→ **Problem**
Each record below must be returned exactly as shown.

→ **Source data**
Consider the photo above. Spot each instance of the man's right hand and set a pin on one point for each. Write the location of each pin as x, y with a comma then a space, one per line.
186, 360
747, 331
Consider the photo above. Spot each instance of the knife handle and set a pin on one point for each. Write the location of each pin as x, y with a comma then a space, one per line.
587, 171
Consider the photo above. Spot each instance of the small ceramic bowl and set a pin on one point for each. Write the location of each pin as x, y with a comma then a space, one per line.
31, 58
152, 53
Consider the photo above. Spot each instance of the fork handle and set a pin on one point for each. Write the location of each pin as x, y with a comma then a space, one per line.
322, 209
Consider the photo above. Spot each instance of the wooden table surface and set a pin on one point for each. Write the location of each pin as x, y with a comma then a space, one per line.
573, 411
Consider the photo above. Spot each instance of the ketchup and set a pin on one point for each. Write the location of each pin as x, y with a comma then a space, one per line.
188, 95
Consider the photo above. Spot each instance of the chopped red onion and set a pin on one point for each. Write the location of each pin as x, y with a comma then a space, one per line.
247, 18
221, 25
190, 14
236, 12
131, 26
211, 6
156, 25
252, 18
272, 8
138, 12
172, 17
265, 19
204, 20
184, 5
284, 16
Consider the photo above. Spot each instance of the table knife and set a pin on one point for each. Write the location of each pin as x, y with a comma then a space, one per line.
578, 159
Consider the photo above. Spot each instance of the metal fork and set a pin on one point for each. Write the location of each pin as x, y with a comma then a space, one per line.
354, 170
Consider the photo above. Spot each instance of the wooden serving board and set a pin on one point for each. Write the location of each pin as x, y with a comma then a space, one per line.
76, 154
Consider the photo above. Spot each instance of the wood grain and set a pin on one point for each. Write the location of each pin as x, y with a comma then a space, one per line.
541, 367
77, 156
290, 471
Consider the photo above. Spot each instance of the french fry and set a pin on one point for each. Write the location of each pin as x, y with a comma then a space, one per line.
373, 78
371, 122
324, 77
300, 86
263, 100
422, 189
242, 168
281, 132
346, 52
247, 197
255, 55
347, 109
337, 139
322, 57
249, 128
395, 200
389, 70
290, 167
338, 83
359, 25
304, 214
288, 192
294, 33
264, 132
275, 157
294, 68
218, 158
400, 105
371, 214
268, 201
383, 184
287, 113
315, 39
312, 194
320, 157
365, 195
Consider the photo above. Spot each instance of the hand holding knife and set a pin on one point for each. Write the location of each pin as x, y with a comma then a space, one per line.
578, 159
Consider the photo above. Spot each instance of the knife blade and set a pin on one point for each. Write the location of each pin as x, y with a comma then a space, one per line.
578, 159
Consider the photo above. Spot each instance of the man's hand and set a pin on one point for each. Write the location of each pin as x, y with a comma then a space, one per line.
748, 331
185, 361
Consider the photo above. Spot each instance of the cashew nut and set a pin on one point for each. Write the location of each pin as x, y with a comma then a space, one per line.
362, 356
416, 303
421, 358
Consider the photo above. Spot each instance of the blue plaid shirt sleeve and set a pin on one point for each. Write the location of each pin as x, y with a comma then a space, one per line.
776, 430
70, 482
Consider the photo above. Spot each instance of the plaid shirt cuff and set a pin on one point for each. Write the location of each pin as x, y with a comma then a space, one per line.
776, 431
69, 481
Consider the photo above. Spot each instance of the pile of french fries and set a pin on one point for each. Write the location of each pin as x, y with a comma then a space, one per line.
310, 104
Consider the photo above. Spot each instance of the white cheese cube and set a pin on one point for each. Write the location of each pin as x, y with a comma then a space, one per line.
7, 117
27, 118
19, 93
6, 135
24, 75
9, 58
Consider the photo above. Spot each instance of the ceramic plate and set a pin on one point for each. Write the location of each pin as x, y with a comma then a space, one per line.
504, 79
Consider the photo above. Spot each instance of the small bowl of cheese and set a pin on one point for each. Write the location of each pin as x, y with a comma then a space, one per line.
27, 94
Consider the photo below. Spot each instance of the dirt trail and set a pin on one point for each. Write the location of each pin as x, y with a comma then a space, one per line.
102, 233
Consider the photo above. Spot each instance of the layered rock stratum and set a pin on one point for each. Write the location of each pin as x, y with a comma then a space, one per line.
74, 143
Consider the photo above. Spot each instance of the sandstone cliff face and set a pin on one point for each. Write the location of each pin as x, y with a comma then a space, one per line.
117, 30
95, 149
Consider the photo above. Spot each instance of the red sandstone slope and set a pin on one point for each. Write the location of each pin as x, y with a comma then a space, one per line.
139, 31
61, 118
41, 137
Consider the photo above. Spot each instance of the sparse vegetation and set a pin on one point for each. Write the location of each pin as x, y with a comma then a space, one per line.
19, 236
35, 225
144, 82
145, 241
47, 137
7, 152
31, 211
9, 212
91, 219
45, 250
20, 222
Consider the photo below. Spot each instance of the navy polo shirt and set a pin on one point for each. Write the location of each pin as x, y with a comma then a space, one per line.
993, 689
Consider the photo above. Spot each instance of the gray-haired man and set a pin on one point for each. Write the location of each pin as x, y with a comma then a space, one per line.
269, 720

→ **Result**
Consider the photo above. Spot each instance of the man's right hand and set a pin on one point for each. Write the location of each pin as x, y with a comma then a space, one per line.
186, 360
747, 331
Consider the photo above. Spot each instance of the knife handle and set a pin on one point for each. Write the location of each pin as x, y with a comma then a space, one per line.
587, 171
Consider the photo above. Spot each instance of the small ceramic bowl and set a pin on one point for each. Write the location of each pin as x, y with a comma then a space, one per line.
31, 58
152, 53
Consider the photo above. Spot each instance of the fork handle and set a pin on one point for each. Write the location of each pin as x, y with a comma then a space, one per line.
322, 209
Consider the photo above. Spot each instance of the wooden table surface and set a pin on one point for each. Write the location of each pin as x, y with a comma then a space, one per line.
573, 411
Consider the photo above. Spot each instance of the ketchup and set a pin on one point for each. Write the location of each pin as x, y with a comma then a space, one per line.
188, 95
Consider the photo above. Spot each instance of the chopped red onion and set a pin on one point for each. Write the location of each pin as x, y with a comma then a space, one per line.
247, 18
221, 25
190, 14
236, 12
131, 26
211, 6
156, 25
252, 18
272, 8
138, 12
172, 17
265, 19
204, 20
184, 5
284, 16
Consider the photo above. Spot each instance of the table knife and set a pin on one point for each. Write the location of each pin as x, y with a comma then a space, one per line.
578, 159
Consider the photo above. Spot each instance of the metal fork and set a pin on one point for each. Write the location of each pin as x, y with a comma then a space, one per line.
354, 170
Consider the photo above. Spot each instance of the wooden serving board and set a pin on one point for each. Write the location of each pin as x, y with a comma then a space, one per line.
76, 154
Consider the photo above. Spot each instance of the wood grain and set a pin on one point for each. Write the location of each pin as x, y with a comma then a space, one per line.
541, 367
77, 156
290, 471
Consider the photo above. Spot each instance of the french fry and set a pin on one point for each. Write the location of each pin as x, y with a comma then a space, one per line.
373, 78
371, 122
324, 77
300, 86
263, 100
422, 189
242, 168
281, 132
346, 52
247, 197
255, 55
347, 109
337, 139
322, 57
249, 128
395, 200
389, 70
290, 167
338, 83
359, 25
304, 214
288, 192
294, 33
264, 132
275, 157
294, 68
218, 158
400, 105
371, 214
268, 201
383, 184
287, 113
315, 39
312, 194
320, 157
365, 195
Consider the photo above. Spot each instance of the hand holding knife and set a pin on one point for each. Write the location of each pin as x, y with a comma then a space, one per line.
578, 159
Consider the photo above. Spot each instance of the knife blade and set a pin on one point for each. Write the location of each pin as x, y with a comma then a space, one per line.
578, 159
Consider the photo above. Spot each instance of the man's hand and set a pin on one point for each. Write the location of each pin as x, y with a comma then a space, one per line.
748, 331
185, 361
Consider the photo above. Spot each instance of the cashew nut and set a pin on one point for each. Write the location of each pin as x, y with a comma then a space, one per line.
362, 356
416, 303
421, 358
Consider the photo above. Spot each instance of the blue plaid shirt sleeve and set a pin on one point for each. Write the location of each pin as x, y with a comma then a space, one per line.
776, 430
70, 482
Consider the photo above. Spot each instance of the plaid shirt cuff and set a pin on one point for each. Write the location of each pin as x, y with a comma then a space, one per line.
776, 431
69, 481
Consider the photo above. Spot each instance of the pile of french fries and set a pin on one point for each. Write the location of each pin as x, y with a comma then a space, one per line.
310, 104
Consider the photo above. Spot each instance of the white cheese cube and set a pin on one point for each. Write the location of each pin as x, y with a comma then a space, one per line.
7, 117
27, 118
19, 93
6, 135
24, 75
9, 58
Consider the photo above. Spot each instance of the ceramic plate and set a pin on one point for each. Write the location of each pin as x, y with a comma then a space, one per line.
504, 79
Consider the photo above. Spot each instance of the small bowl of cheese and set a pin on one point for each. Write the location of each pin as x, y with a comma then a space, one per line.
27, 94
Consider the photo below. Spot each instance of the dirt trail and set a pin on one point for each. Write the location of each pin as x, y with a comma then a space, one per line.
102, 233
Consider the photo above. Spot each instance of the layered rock stratum and set a pin on one point for each. Write the location of each pin as x, y with a comma then a space, one per line.
74, 143
Consider the photo above. Spot each instance of the sandstone cliff face and set a pin on one point for each. Write the location of each pin as x, y with a comma then a space, one per line.
117, 30
95, 149
Consider the photo above. Spot each instance of the red sandstone slope and set a pin on one point for each. Write the location of each pin as x, y with a comma then a space, one per line.
139, 31
61, 118
41, 137
Consider the photo above. Spot each instance of the sparse vegetation and set a pin on one point for each. Write the location of each pin as x, y with a comma then a space, one per line.
19, 236
35, 225
144, 82
145, 241
47, 137
7, 152
31, 211
9, 212
91, 219
45, 250
20, 222
Consider the photo below. Spot each instance of the navy polo shirt and set a pin on one point for each. Write the location of each pin as x, y with a comma then a space, one per line.
993, 689
Consider the photo above. Spot each instance of the gray-haired man and set a pin on one point for each. Write the location of each pin as x, y with a comma then a space, one per line.
269, 720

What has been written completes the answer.